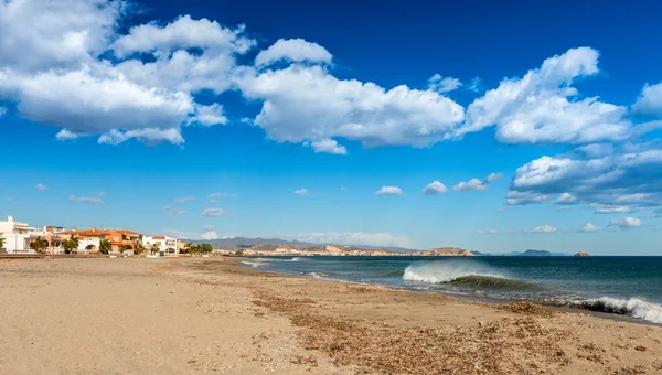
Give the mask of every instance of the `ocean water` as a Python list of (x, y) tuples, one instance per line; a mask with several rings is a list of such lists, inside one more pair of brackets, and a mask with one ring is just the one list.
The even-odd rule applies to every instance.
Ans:
[(528, 300), (662, 324), (662, 257), (261, 257), (243, 265), (415, 291)]

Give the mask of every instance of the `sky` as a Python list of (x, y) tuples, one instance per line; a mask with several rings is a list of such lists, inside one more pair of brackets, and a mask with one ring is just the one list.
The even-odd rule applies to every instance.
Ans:
[(660, 11), (0, 0), (0, 215), (662, 255)]

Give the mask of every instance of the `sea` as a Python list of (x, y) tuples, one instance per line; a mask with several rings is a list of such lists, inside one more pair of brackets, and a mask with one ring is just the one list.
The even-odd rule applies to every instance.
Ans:
[(662, 324), (662, 257), (259, 257), (264, 271), (492, 302), (532, 301)]

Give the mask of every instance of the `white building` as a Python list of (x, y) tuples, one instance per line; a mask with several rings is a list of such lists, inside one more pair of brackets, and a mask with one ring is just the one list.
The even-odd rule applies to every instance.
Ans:
[(0, 222), (0, 237), (4, 238), (3, 253), (7, 254), (34, 254), (30, 249), (30, 227), (28, 223), (14, 222), (13, 216)]
[(44, 249), (46, 253), (62, 253), (62, 237), (56, 234), (61, 229), (64, 228), (58, 226), (34, 228), (29, 226), (28, 223), (14, 221), (13, 216), (8, 216), (7, 221), (0, 222), (0, 237), (4, 238), (4, 244), (1, 246), (0, 253), (35, 254), (32, 244), (38, 237), (49, 243)]
[(178, 240), (177, 238), (168, 236), (143, 236), (142, 246), (150, 251), (152, 245), (159, 246), (159, 253), (163, 254), (178, 254)]

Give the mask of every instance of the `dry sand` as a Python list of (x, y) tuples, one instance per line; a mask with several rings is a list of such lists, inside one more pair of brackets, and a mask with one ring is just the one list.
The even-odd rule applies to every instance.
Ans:
[(662, 374), (662, 328), (236, 259), (0, 260), (0, 374)]

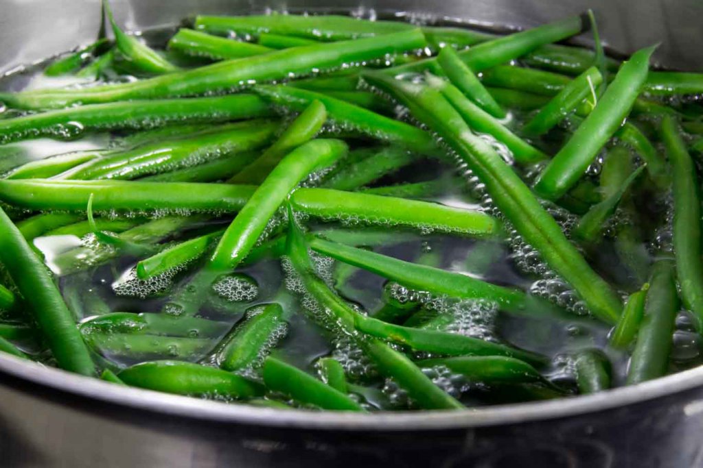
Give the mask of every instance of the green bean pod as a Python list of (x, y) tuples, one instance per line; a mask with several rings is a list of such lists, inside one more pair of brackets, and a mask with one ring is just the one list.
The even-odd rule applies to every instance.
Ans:
[(615, 328), (610, 333), (610, 346), (626, 349), (635, 341), (637, 331), (645, 316), (645, 300), (649, 288), (649, 283), (645, 283), (642, 289), (633, 293), (628, 297), (622, 316)]
[(144, 362), (117, 374), (124, 383), (180, 395), (248, 399), (263, 394), (259, 384), (213, 367), (179, 361)]
[(290, 395), (298, 401), (315, 405), (323, 410), (363, 410), (346, 394), (283, 361), (270, 356), (266, 358), (264, 361), (263, 374), (264, 383), (267, 387)]
[(179, 29), (169, 40), (168, 48), (187, 55), (215, 60), (260, 55), (272, 50), (264, 46), (217, 37), (185, 28)]
[(696, 168), (676, 123), (671, 116), (662, 121), (664, 140), (673, 180), (673, 251), (681, 299), (696, 317), (703, 333), (703, 260), (701, 255), (701, 206)]
[(317, 100), (313, 100), (302, 110), (273, 145), (228, 182), (231, 184), (260, 184), (284, 156), (296, 147), (314, 138), (326, 120), (325, 105)]
[(627, 373), (628, 385), (650, 380), (666, 373), (678, 307), (674, 262), (660, 260), (652, 269), (645, 316)]
[(0, 142), (75, 136), (91, 130), (138, 129), (172, 122), (222, 122), (271, 115), (266, 102), (251, 94), (93, 104), (0, 120)]
[(534, 185), (539, 195), (555, 200), (583, 175), (632, 109), (647, 79), (654, 48), (636, 52), (623, 65), (593, 110), (540, 174)]
[(259, 366), (282, 335), (287, 323), (279, 304), (267, 304), (250, 315), (226, 337), (216, 352), (220, 368), (231, 372)]
[(445, 47), (437, 55), (437, 62), (449, 81), (467, 98), (496, 119), (504, 119), (505, 111), (496, 102), (470, 68), (466, 66), (451, 47)]
[(0, 262), (5, 266), (27, 312), (59, 367), (84, 375), (94, 375), (88, 348), (73, 321), (51, 274), (27, 244), (19, 229), (0, 208)]
[(409, 105), (416, 118), (445, 139), (486, 185), (498, 208), (546, 263), (572, 285), (594, 315), (607, 323), (617, 321), (622, 307), (617, 295), (593, 272), (524, 182), (486, 142), (471, 133), (441, 94), (379, 74), (366, 76), (371, 84)]
[(602, 75), (598, 69), (591, 67), (564, 86), (522, 127), (522, 131), (535, 136), (547, 133), (586, 99), (591, 94), (591, 90), (595, 92), (595, 88), (602, 82)]
[(158, 99), (216, 93), (338, 68), (421, 48), (425, 36), (411, 29), (356, 40), (319, 44), (276, 51), (253, 57), (226, 60), (205, 67), (138, 81), (108, 84), (81, 90), (0, 93), (0, 101), (23, 109), (65, 107), (136, 99)]

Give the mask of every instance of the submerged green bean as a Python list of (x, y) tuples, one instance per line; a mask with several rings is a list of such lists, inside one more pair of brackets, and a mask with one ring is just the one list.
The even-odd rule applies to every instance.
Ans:
[(636, 52), (615, 76), (598, 105), (539, 175), (534, 189), (555, 200), (583, 175), (603, 145), (622, 125), (642, 89), (654, 47)]
[(696, 318), (703, 333), (703, 255), (701, 236), (701, 201), (696, 168), (686, 150), (676, 122), (671, 116), (662, 121), (662, 139), (671, 164), (673, 194), (673, 251), (681, 299)]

-=-=-

_Goal of the exercise_
The records shown above are to be repeated exactly, with the pictures left out.

_Problem solution_
Give the mask of every instance of the `ocean water` as a Python list of (x, y) tuples, one instance per line; a mask with several rings is a list of such lists, inside one more pair of brackets, and a mask with one ring is just the one list.
The even-odd rule applies to every instance.
Ans:
[(528, 300), (662, 324), (662, 257), (261, 257), (243, 265), (415, 291)]

Give the mask of every instance of the `sky` as a Python list of (x, y) tuples, one instance per line; a mask with several rings is a list of such lists, inside one more pair of brackets, and a mask with one ring is just the one list.
The even-odd rule applies to every instance.
Ans:
[(660, 11), (0, 0), (0, 215), (662, 255)]

Give the mask of every instance of the `sea` as a Python list of (x, y) tuples, one instance per line; a mask with several rings is a list of such lists, inside one more pair of brackets, and a mask with one ring is just the one list.
The even-odd rule applies to every instance.
Ans:
[(662, 324), (662, 257), (259, 257), (264, 271), (492, 302), (532, 301)]

Give the mask of every instance of the `white building` as a Python list of (x, y) tuples, one instance per line; a mask with several rings is a list of such lists, inside one more pair of brackets, and a mask with one ring is just the one list.
The even-odd rule applies to every instance.
Ans:
[(0, 222), (0, 237), (4, 238), (3, 253), (7, 254), (34, 254), (30, 249), (30, 227), (28, 223), (14, 222), (13, 216)]
[(44, 249), (46, 253), (62, 253), (62, 237), (56, 234), (61, 229), (64, 228), (58, 226), (34, 228), (29, 226), (28, 223), (14, 221), (13, 216), (8, 216), (7, 221), (0, 222), (0, 237), (4, 238), (4, 244), (1, 246), (0, 253), (35, 254), (32, 244), (38, 237), (49, 243)]
[(178, 240), (177, 238), (168, 236), (143, 236), (142, 246), (150, 251), (152, 245), (159, 246), (159, 253), (163, 254), (178, 254)]

Give the mask of every instance of the `dry sand` as a Python list of (x, y) tuples, one instance per line; a mask with several rings is a list of such lists, inside one more pair of brackets, and a mask with one ring is just the one list.
The even-odd rule applies to every instance.
Ans:
[(662, 374), (662, 328), (236, 259), (0, 260), (0, 374)]

Give the mask of every instance of the green bean pod as a Python list of (x, y) tuples, one instance per line; a mask with several rings is a list of such lists, inside one more pair of brackets, and a mask with one ring is just the one list.
The even-odd rule applies to every instance.
Ans:
[(615, 328), (610, 333), (610, 346), (626, 349), (635, 341), (637, 331), (645, 316), (645, 300), (649, 288), (649, 283), (645, 283), (642, 289), (633, 293), (628, 297), (622, 316)]
[(144, 362), (117, 374), (124, 383), (180, 395), (248, 399), (263, 394), (259, 384), (213, 367), (179, 361)]
[(290, 395), (298, 401), (315, 405), (323, 410), (363, 410), (346, 394), (283, 361), (270, 356), (266, 358), (264, 361), (263, 374), (264, 383), (267, 387)]
[(179, 29), (169, 40), (168, 48), (187, 55), (215, 60), (260, 55), (272, 50), (264, 46), (217, 37), (185, 28)]
[(696, 168), (676, 123), (671, 116), (662, 121), (664, 140), (673, 180), (673, 251), (681, 299), (696, 317), (703, 333), (703, 260), (701, 255), (701, 206)]
[(317, 100), (313, 100), (302, 110), (273, 145), (228, 182), (231, 184), (260, 184), (284, 156), (296, 147), (314, 138), (326, 120), (325, 105)]
[(627, 373), (628, 385), (650, 380), (666, 373), (678, 307), (674, 262), (660, 260), (652, 269), (645, 316)]
[(0, 142), (75, 136), (91, 130), (138, 129), (172, 122), (222, 122), (271, 115), (266, 102), (251, 94), (93, 104), (0, 120)]
[(534, 185), (539, 195), (555, 200), (583, 175), (632, 109), (647, 79), (654, 48), (636, 52), (623, 65), (593, 110), (540, 174)]
[(259, 366), (282, 335), (287, 323), (279, 304), (267, 304), (250, 315), (226, 337), (216, 352), (220, 368), (231, 372)]
[(445, 47), (437, 55), (437, 62), (449, 81), (467, 98), (496, 119), (504, 119), (505, 111), (496, 102), (470, 68), (466, 66), (451, 47)]
[(0, 262), (5, 266), (27, 312), (59, 367), (84, 375), (94, 375), (88, 348), (73, 321), (51, 274), (27, 244), (19, 229), (0, 208)]
[(409, 105), (416, 118), (445, 139), (486, 185), (498, 208), (546, 263), (572, 285), (594, 315), (607, 323), (617, 321), (622, 307), (617, 295), (593, 272), (524, 182), (486, 142), (471, 133), (441, 94), (379, 74), (366, 76), (371, 84)]
[(602, 75), (598, 69), (591, 67), (564, 86), (522, 127), (522, 131), (535, 136), (547, 133), (586, 99), (591, 94), (591, 90), (595, 92), (595, 88), (602, 82)]
[(158, 99), (216, 93), (338, 68), (421, 48), (425, 36), (411, 29), (356, 40), (319, 44), (276, 51), (253, 57), (226, 60), (205, 67), (138, 81), (108, 84), (81, 90), (0, 93), (0, 101), (23, 109), (65, 107), (136, 99)]

Give the mask of every instance of the submerged green bean as a Python list of (x, y) tuples, one instance per line; a mask with several rings is a list of such lists, inside one more pair of brackets, and a mask with one ring is just the one list.
The even-odd rule applies to every instance.
Ans:
[(636, 52), (615, 76), (598, 105), (539, 175), (534, 189), (555, 200), (583, 175), (603, 145), (622, 125), (642, 89), (654, 47)]
[(696, 318), (703, 333), (703, 255), (701, 236), (701, 201), (696, 168), (686, 150), (676, 122), (671, 116), (662, 121), (662, 139), (671, 164), (673, 194), (673, 251), (681, 299)]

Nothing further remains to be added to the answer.